-- TEXTO DADO --
Jordi Esteva publica sus dibujos del oasis de Siwa: a la luz de la luna se desvelan antiguos secretos
El escritor y viajero recupera en un libro los coloridos y elocuentes dibujos que realizó durante su estancia en 1984 en el legendario oasis egipcio
El viajero Jordi Esteva ha salido de un embrujamiento con una epifanía. Regresó de los recientes encuentros literarios de Formentor en Marraquech con la maleta perdida y aquejado de un malestar que atribuía a un magicien de la plaza de Jamaa el Fna que le vendió un amuleto grisgrís entre conjuros que no le sentaron muy bien. A punto ha estado el escritor, fotógrafo y cineasta de enterrar el fatídico talismán para librarse de sus efectos. Pero finalmente, el hechicero ha resultado ser benigno, el grisgrís positivo, los cielos se han abierto y Esteva no solo se ha recuperado (y le han devuelto su maleta) sino que en una explosión de renovadas vitalidad y creatividad se ha puesto a acabar su nueva película sobre sus memorias El impulso nómada, y ha alumbrado un nuevo libro.
Se trata de Dibujos de Siwa (Àfriques Edicions, 2024), una recopilación de las pequeñas ilustraciones inéditas que dibujó durante su estancia de dos meses en 1984 en el legendario oasis egipcio de Siwa, que fue sede del famoso oráculo de Amón, tan famoso en la antigüedad como el de Delfos, y que visitó Alejandro Magno para confirmar su ascendencia divina. El oasis, un palmeral a 800 kilómetros de El Cairo, en medio del desierto líbico, cerca del gran Mar de Arena, es sinónimo todavía, y pese a que hoy ya lo ha alcanzado el turismo, de exotismo, misterio y secreto. Conserva ruinas milenarias, tumbas faraónicas, recuerdos de los exploradores y viajeros orientalistas que lo visitaron (como Rohlfs, Cailliaud o Von Minutoli, tan caro a Esteva), una supuesta piscina de Cleopatra, y extrañas tradiciones y costumbres, aberrantes para el islam tradicional. Por no hablar de que se dice —cuenta Esteva— que en la vivienda de uno de los jeques del lugar se encontraba la bañera de Rommel, recuperada de los viejos campos de batalla del Afrika Korps en la Segunda Guerra Mundial.

-- Entradas de datos --

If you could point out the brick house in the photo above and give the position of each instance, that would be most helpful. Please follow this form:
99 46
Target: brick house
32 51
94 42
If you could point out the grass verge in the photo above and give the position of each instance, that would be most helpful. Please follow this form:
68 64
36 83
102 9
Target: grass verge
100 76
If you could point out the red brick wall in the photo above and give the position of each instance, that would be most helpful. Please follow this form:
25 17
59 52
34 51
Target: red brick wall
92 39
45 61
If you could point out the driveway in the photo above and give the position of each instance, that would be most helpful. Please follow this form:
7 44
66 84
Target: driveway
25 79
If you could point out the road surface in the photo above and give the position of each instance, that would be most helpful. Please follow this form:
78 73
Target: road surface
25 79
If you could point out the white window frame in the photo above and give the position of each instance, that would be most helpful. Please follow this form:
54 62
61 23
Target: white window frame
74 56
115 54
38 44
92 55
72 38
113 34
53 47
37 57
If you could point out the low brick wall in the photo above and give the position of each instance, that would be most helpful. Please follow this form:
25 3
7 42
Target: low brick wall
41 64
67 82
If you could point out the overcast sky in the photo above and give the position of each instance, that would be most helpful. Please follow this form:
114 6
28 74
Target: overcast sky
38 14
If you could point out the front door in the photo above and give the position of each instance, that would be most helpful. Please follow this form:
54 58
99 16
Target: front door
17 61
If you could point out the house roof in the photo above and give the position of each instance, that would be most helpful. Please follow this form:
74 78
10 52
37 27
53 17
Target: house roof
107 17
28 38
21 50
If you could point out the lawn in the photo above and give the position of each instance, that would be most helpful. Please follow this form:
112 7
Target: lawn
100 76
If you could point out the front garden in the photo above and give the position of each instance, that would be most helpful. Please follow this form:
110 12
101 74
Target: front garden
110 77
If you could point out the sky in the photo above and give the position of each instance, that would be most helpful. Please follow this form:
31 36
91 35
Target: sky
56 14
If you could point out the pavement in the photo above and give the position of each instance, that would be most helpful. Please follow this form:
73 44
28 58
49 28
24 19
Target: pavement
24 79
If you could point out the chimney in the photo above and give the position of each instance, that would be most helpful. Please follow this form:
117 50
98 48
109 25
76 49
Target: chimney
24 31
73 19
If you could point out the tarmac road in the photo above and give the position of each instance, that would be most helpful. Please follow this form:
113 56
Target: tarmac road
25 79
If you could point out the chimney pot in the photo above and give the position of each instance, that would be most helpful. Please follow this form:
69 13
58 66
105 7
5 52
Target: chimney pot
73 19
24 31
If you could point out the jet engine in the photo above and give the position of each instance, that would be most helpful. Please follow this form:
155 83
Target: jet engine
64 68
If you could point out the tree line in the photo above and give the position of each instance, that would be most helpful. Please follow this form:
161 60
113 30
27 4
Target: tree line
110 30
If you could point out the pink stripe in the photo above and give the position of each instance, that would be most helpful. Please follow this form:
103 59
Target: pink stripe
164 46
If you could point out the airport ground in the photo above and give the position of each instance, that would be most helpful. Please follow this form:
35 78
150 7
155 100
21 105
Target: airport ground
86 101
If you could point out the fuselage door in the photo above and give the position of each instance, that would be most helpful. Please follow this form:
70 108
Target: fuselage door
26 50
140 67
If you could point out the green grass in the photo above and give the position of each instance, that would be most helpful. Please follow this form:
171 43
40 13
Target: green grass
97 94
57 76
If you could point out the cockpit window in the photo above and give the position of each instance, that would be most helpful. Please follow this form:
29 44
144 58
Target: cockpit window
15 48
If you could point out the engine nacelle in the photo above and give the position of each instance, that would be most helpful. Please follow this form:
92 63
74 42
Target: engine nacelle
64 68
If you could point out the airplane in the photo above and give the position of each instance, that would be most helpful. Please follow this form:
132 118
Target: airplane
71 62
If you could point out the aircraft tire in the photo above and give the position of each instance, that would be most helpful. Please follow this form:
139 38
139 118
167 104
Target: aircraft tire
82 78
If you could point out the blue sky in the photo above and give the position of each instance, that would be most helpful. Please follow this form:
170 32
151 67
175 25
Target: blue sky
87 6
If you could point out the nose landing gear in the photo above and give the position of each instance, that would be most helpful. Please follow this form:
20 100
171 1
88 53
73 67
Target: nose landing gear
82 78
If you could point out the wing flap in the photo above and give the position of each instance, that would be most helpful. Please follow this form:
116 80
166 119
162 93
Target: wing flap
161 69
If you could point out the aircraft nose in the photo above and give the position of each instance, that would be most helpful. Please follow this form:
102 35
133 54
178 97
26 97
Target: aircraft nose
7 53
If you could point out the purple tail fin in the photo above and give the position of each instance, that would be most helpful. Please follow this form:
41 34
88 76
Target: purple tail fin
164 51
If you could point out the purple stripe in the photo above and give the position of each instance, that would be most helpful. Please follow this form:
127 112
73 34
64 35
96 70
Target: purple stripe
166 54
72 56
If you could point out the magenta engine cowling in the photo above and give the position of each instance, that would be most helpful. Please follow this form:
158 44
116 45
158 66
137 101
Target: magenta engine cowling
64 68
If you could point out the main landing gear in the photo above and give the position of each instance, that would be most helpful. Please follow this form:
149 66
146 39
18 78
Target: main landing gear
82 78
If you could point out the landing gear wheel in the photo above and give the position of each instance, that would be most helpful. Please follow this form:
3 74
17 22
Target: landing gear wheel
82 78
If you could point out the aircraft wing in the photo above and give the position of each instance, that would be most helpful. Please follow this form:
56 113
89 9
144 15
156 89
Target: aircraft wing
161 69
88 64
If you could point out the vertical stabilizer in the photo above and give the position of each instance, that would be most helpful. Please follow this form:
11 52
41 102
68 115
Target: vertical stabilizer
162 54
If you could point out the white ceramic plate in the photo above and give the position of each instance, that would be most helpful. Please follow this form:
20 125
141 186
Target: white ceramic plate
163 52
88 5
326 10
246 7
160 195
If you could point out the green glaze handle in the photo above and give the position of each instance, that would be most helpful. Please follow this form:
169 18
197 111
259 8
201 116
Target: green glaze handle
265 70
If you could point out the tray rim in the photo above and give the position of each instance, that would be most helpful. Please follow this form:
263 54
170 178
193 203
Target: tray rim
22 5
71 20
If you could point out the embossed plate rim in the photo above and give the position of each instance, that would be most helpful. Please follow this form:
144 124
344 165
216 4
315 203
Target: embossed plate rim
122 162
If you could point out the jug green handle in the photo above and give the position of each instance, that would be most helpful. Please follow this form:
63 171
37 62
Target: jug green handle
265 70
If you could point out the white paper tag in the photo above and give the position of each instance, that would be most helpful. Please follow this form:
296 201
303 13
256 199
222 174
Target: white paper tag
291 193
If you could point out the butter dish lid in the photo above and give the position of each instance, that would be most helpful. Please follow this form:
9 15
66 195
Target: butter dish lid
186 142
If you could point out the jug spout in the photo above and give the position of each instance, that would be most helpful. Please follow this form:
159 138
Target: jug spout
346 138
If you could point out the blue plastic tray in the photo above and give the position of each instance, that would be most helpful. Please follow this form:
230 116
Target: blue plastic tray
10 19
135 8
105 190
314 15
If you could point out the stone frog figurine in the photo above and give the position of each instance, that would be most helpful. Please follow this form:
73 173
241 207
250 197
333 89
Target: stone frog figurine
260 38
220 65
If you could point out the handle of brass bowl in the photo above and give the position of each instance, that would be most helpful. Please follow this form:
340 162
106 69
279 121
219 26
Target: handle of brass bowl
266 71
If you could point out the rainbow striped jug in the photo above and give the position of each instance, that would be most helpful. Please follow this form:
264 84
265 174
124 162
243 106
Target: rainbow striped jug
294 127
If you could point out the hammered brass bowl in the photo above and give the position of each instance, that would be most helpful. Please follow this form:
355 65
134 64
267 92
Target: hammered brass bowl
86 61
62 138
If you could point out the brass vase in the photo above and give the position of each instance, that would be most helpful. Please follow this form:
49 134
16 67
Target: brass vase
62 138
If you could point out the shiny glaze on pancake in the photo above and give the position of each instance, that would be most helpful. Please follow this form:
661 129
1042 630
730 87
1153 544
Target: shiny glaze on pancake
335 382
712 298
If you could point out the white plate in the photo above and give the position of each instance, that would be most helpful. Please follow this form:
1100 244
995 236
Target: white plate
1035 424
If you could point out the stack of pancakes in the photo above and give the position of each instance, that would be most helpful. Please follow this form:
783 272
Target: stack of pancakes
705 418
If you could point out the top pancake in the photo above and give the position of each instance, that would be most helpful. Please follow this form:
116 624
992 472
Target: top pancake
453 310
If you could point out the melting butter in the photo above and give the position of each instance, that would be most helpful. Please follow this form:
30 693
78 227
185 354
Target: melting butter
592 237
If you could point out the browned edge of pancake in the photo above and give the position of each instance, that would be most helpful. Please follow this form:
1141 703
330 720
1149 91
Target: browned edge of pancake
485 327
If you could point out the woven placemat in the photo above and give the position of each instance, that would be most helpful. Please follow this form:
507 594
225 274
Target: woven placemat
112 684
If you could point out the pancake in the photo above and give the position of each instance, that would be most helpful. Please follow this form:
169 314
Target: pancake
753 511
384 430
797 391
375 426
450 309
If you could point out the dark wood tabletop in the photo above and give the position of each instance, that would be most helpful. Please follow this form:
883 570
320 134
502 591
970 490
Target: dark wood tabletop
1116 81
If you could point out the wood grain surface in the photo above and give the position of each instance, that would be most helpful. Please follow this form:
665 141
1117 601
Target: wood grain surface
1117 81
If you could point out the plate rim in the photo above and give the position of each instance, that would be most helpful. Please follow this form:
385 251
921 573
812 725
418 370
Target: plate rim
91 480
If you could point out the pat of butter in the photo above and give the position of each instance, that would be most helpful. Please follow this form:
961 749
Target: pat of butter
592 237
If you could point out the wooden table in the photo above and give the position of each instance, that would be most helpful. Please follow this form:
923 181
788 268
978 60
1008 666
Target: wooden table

-- DESCRIPCIÓN DE LA TAREA --
Según el texto sobre los dibujos de Siwa, ¿cuánto duró la estancia de Jordi Esteva en el oasis en 1984?

-- PROBLEMA RESUELTO --
Dos meses.